■ Task brief: From the first line onward, reproduce the records exactly; the final line to include is the one holding "Each instance of the window on".

■ The records:
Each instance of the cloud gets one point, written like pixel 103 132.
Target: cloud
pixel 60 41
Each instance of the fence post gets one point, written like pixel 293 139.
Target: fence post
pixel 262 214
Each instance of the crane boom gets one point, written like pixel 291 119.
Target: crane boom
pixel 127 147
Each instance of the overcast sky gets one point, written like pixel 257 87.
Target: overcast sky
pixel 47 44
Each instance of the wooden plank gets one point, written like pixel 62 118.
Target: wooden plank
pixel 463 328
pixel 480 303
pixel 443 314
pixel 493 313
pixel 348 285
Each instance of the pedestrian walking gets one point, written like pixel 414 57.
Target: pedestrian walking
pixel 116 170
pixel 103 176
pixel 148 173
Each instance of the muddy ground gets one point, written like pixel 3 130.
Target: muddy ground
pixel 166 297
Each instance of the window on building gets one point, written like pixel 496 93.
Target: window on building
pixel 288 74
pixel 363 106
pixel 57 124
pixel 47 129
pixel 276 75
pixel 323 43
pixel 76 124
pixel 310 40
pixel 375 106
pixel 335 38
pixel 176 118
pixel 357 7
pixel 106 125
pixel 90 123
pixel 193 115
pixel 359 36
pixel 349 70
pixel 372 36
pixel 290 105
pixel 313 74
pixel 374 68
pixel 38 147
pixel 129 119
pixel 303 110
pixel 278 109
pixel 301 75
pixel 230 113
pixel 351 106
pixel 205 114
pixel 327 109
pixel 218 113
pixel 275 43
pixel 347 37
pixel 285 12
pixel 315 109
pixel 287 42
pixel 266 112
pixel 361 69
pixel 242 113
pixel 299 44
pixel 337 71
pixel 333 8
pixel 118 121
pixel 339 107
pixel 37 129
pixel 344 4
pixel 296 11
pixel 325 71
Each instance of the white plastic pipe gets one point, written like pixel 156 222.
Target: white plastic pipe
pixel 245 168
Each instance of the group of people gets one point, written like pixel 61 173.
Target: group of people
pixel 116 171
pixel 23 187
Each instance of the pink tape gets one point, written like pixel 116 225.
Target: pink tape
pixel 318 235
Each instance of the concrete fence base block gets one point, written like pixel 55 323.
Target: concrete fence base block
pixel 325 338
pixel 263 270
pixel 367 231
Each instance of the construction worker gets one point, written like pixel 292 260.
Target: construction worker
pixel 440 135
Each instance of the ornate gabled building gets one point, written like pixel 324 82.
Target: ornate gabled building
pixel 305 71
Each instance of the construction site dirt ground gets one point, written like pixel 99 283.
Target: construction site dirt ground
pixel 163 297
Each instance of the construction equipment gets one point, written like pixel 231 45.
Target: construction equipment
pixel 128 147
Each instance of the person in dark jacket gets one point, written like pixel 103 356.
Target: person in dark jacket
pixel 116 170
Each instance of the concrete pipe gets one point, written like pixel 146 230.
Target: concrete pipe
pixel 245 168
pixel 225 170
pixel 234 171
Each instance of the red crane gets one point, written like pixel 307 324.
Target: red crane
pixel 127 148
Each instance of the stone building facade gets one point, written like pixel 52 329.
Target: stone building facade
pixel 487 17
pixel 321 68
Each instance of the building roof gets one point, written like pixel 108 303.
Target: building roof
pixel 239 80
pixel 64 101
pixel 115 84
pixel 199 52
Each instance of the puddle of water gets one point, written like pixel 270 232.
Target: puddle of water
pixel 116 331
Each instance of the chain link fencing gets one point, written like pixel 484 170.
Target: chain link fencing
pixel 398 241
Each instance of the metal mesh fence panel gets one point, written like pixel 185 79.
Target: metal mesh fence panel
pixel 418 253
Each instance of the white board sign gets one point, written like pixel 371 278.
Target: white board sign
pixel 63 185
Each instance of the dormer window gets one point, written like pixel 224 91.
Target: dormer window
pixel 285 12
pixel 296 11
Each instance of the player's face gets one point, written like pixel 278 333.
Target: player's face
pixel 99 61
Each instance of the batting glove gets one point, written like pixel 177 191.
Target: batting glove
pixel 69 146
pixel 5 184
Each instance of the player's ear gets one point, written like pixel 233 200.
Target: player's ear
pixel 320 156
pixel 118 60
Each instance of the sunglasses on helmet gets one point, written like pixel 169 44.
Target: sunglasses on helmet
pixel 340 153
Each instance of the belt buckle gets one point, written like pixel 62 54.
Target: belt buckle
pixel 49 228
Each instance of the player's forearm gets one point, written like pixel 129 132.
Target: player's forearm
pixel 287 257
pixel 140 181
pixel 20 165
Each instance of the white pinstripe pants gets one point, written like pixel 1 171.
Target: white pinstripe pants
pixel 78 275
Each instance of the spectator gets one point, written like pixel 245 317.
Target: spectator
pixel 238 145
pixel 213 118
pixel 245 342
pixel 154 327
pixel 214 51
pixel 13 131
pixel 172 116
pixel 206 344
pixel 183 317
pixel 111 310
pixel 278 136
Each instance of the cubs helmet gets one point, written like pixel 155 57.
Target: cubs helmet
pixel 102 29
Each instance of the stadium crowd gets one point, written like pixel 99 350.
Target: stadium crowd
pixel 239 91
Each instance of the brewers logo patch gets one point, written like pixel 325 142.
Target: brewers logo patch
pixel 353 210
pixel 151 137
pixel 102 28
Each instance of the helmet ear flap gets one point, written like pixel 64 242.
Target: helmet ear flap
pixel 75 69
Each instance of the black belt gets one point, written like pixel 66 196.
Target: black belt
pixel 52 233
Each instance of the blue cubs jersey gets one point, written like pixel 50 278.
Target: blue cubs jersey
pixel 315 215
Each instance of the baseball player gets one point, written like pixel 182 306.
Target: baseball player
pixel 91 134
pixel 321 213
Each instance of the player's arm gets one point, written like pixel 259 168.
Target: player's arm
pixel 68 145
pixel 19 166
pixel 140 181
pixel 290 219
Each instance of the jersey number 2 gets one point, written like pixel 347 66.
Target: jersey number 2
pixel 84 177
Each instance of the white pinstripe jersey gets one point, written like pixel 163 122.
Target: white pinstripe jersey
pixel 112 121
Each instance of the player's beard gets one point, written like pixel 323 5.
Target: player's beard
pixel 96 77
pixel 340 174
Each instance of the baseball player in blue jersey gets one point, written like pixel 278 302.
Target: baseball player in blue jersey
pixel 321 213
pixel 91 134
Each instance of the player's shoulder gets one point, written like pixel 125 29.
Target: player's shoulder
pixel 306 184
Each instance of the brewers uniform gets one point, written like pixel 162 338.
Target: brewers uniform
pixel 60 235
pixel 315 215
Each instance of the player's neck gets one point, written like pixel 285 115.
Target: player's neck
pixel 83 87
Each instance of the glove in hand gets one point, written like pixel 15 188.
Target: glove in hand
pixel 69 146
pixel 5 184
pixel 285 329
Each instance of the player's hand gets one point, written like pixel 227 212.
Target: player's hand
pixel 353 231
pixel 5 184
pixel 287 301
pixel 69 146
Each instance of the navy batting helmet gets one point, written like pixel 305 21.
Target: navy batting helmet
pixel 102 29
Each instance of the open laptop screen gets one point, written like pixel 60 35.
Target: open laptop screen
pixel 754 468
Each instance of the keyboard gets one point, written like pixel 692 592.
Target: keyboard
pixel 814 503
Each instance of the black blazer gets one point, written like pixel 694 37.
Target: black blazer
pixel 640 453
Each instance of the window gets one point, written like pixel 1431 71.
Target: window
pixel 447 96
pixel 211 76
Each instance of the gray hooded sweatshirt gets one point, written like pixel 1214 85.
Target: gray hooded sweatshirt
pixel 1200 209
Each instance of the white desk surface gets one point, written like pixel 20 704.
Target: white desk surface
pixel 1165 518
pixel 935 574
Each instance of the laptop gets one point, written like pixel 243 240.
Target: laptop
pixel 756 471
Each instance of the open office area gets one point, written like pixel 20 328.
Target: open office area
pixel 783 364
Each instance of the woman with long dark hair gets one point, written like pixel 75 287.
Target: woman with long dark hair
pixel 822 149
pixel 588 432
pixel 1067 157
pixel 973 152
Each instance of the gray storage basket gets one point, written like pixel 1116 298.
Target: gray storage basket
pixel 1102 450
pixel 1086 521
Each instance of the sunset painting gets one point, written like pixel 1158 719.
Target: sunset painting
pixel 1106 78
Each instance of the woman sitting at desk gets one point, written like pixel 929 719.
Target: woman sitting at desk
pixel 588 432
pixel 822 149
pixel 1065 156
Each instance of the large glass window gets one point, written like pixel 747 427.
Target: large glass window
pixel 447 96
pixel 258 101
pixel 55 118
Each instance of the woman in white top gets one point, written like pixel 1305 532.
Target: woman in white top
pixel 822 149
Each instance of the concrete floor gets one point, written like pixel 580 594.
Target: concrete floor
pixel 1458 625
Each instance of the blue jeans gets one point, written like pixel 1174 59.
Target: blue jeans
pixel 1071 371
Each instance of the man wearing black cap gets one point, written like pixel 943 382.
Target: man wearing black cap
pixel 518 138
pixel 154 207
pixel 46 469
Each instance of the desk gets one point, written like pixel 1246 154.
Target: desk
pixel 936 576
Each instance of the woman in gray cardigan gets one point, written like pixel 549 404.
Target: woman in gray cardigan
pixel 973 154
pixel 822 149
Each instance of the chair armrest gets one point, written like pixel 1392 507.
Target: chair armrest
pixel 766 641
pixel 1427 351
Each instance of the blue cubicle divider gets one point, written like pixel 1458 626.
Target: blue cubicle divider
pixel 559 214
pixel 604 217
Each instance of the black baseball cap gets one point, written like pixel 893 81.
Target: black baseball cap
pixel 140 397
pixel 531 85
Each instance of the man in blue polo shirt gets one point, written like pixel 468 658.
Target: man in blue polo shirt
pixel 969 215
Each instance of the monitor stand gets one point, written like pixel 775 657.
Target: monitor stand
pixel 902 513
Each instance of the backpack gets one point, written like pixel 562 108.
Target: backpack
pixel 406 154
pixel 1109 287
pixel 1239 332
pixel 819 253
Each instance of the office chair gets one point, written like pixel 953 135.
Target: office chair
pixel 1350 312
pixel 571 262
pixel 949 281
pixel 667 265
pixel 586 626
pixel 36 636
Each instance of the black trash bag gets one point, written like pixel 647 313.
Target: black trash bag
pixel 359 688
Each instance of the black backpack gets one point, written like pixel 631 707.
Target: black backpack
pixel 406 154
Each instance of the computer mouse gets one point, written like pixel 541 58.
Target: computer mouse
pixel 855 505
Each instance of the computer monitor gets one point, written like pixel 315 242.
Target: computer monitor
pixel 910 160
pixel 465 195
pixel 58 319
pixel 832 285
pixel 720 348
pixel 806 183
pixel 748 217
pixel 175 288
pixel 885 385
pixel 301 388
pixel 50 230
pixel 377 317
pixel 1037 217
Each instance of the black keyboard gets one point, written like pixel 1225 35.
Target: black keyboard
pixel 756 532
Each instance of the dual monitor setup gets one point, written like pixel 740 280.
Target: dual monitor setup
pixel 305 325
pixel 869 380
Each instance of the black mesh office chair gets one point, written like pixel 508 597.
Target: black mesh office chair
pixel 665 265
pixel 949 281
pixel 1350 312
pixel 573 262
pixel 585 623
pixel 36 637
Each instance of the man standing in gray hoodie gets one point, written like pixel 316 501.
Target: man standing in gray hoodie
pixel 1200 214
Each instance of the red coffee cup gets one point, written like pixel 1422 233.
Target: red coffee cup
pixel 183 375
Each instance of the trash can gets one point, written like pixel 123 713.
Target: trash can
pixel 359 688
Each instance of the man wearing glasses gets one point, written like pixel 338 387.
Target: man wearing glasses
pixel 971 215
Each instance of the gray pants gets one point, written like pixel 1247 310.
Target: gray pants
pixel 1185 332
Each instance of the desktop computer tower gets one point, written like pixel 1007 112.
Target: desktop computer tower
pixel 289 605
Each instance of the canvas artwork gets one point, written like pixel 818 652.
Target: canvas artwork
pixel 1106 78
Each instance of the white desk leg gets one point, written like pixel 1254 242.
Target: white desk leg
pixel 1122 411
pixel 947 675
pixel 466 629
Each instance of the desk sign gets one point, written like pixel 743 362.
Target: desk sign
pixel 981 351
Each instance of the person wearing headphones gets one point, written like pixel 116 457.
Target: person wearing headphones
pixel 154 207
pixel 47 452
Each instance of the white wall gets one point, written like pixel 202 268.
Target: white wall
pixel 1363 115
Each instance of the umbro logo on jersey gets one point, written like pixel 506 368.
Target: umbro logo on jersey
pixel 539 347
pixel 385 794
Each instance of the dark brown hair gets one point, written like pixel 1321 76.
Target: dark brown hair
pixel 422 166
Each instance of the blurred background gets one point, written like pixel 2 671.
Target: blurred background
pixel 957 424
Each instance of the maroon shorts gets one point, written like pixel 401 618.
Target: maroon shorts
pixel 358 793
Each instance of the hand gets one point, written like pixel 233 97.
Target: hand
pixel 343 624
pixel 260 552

■ Expected answer:
Each instance of the cloud gets one point, written like pixel 103 132.
Target: cloud
pixel 60 41
Each instance of the fence post gets one point, written like pixel 293 139.
Target: fence post
pixel 262 214
Each instance of the crane boom gets one point, written like pixel 291 119.
Target: crane boom
pixel 127 147
Each instance of the overcast sky gets one point, written like pixel 257 87.
Target: overcast sky
pixel 47 44
Each instance of the wooden plank gets one point, written like pixel 62 118.
Target: wooden plank
pixel 463 328
pixel 480 303
pixel 443 314
pixel 493 313
pixel 348 285
Each instance of the pedestrian walking gets one point, written like pixel 414 57.
Target: pedestrian walking
pixel 116 170
pixel 103 176
pixel 148 173
Each instance of the muddy ground gets one point, written like pixel 3 130.
Target: muddy ground
pixel 166 297
Each instance of the window on building gets one point, written like pixel 496 93.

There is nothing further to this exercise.